* [EXTRACT]:
═══

It’s always been a dream of mine to have books with my name on them in the library. I’ve been working on a memoir for a few years now, and I’ve been putting together a murder mystery in my head in the last couple of years. But I’ve also been considering a book for LGBTQ+ couples, as well as something that could help the wedding industry be more inclusive and considerate of LGBTQ+ couples. For the past seven years of serving as the editor in chief of Equally Wed, I’ve thumbed through pretty much every wedding book available. Some have sweetly mentioned gays and lesbians with a nice little shout-out about how we can do the mental gymnastics and then be able to use the advice for ourselves. Actually, what they say is that everything totally applies to us. But it doesn’t. It “totally” doesn’t. Telling us that using “bride and groom” applies to us is erasing our queer experience, the hardships we endure, the fight we’ve waged to arrive at marriage equality, the challenges we face every time we call for an appointment with a wedding vendor and even in our own families. For the most part, the language in these books (and magazines and websites) assumes that the marriers are straight, with pages devoted to all things bridal—and that’s just one bride, of course.

Then there are the three or so traditionally (not self-published) wedding books for same-sex couples. And those, for the most part, are again solely for cisgender lesbians and gays. When it’s two women, the authors refer to them as two brides and she/her/hers pronouns, and the same for two men, who are assumed to be two grooms and identifying with he/him/his pronouns. But our community is more than that. We’re not all gay or lesbian, and we’re certainly not all cisgender. But I wasn’t seeing the rest of our community well represented in wedding books, not as the standard, the norm, the majority.

I wanted a book just for us, where we don’t have to wonder where we fit in. So I wrote one.

Q: While much progress has been made since Equally Wed’s inception, why do you feel that LGBTQ+-specific sites are still important and needed?

A: You’re right: We’ve had so much progress. When Maria and I launched Equally Wed in 2010, only six states had marriage equality. And while websites and magazines have become more inclusive of same-sex couples (but usually not acknowledging queer or trans people), I’m certain that now more than ever before we need to continue to have our own safe places for information, support, and inspiration. The LGBTQ+ community intersects with many other communities—of color, of faith, of hobbies, and of geography. But in our own pride-filled community we don’t have to continuously come out as LGBTQ+ to each other, we can feel at ease to just simply be ourselves, to not worry about judgment, discomfort, or intolerance. As long as we’re a marginalized community, we need specific sites and places that are devoted to just us and operated by us. That’s why there are sites for Jewish weddings, for Indian weddings, for black weddings, etc.

Q: Equally Wed is clearly geared toward folks in the LGBTQ+ community. But can straight folks read this, too? What can they get out of it?

═══

Point-based annotation data

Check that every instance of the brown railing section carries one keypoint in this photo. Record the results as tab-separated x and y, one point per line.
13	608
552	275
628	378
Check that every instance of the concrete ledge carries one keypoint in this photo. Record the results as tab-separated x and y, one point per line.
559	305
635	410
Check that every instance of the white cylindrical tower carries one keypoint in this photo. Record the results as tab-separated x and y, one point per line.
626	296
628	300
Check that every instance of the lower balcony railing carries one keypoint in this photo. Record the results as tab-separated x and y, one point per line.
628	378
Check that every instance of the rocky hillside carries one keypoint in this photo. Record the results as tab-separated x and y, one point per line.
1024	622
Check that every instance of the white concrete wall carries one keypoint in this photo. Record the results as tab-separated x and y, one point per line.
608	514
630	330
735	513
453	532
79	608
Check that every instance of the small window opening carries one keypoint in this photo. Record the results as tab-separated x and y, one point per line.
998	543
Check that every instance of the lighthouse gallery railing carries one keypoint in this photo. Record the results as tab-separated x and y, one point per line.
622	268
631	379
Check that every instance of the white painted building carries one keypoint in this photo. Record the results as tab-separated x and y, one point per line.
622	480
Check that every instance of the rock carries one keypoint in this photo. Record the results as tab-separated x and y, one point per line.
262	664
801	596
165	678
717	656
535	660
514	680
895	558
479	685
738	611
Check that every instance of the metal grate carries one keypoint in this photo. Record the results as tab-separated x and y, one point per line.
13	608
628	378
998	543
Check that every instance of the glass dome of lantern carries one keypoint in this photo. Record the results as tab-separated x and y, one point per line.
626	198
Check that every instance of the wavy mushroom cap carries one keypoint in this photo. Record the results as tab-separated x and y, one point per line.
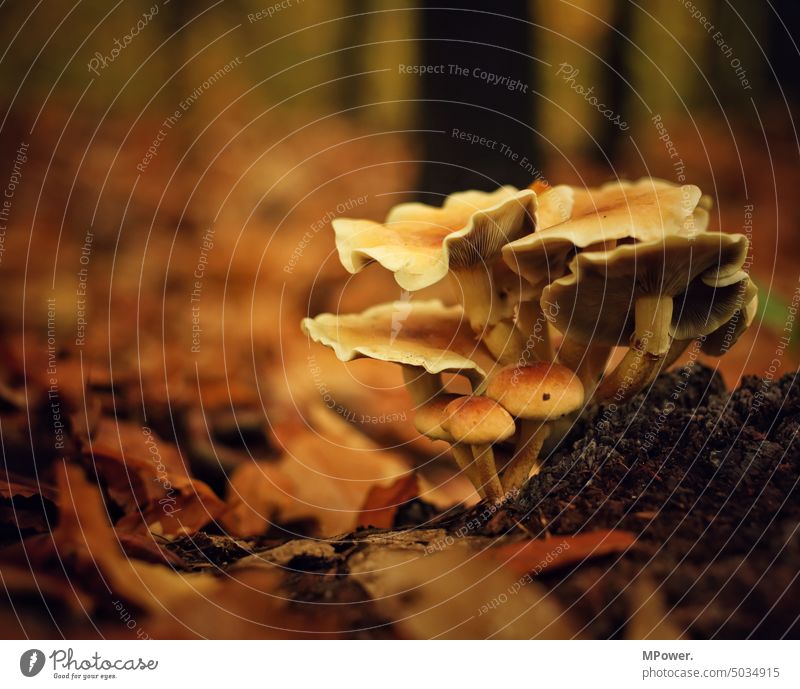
421	243
425	334
428	417
702	274
539	391
727	335
477	421
640	211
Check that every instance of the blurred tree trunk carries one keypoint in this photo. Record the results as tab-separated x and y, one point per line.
464	43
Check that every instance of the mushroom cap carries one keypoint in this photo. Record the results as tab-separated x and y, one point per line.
421	243
477	420
538	391
426	334
723	338
595	302
644	210
429	416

═══

* [SET OF TASKS]:
#1 According to the Equally Wed interview, how many states had marriage equality when Equally Wed launched in 2010?
#2 Continue the Equally Wed interview from the point where it ends.
The entries are not needed for this work.

* [FINAL ANSWERS]:
#1 Six states had marriage equality.

#2
A: Absolutely. Straight folks are welcome in the Equally Wed community. While we cover a variety of challenges faced by LGBTQ+ people that straight people are privileged to usually not have to worry about, there are takeaways for everyone. Speaking to your family members about a wedding they might not be too thrilled about, broaching the topic of money and if anyone wants to help pay for the wedding, ways in which to walk down the aisle and who can do it (everyone!). And of course, we strive for equality in weddings in every way, so we hope to give people plenty to think about in terms of removing gender assumptions about either of the marriers. One of the largest group of straight readers we have are wedding industry professionals who come to Equally Wed to learn about being more equality-minded and inclusive in their interactions with LGBTQ+ couples as well as in their marketing and their contracts.

Q: Probably one of the very best parts of Equally Wed, and something I appreciate about it, is that it’s written to a gender-neutral reader. Why did you feel this was important?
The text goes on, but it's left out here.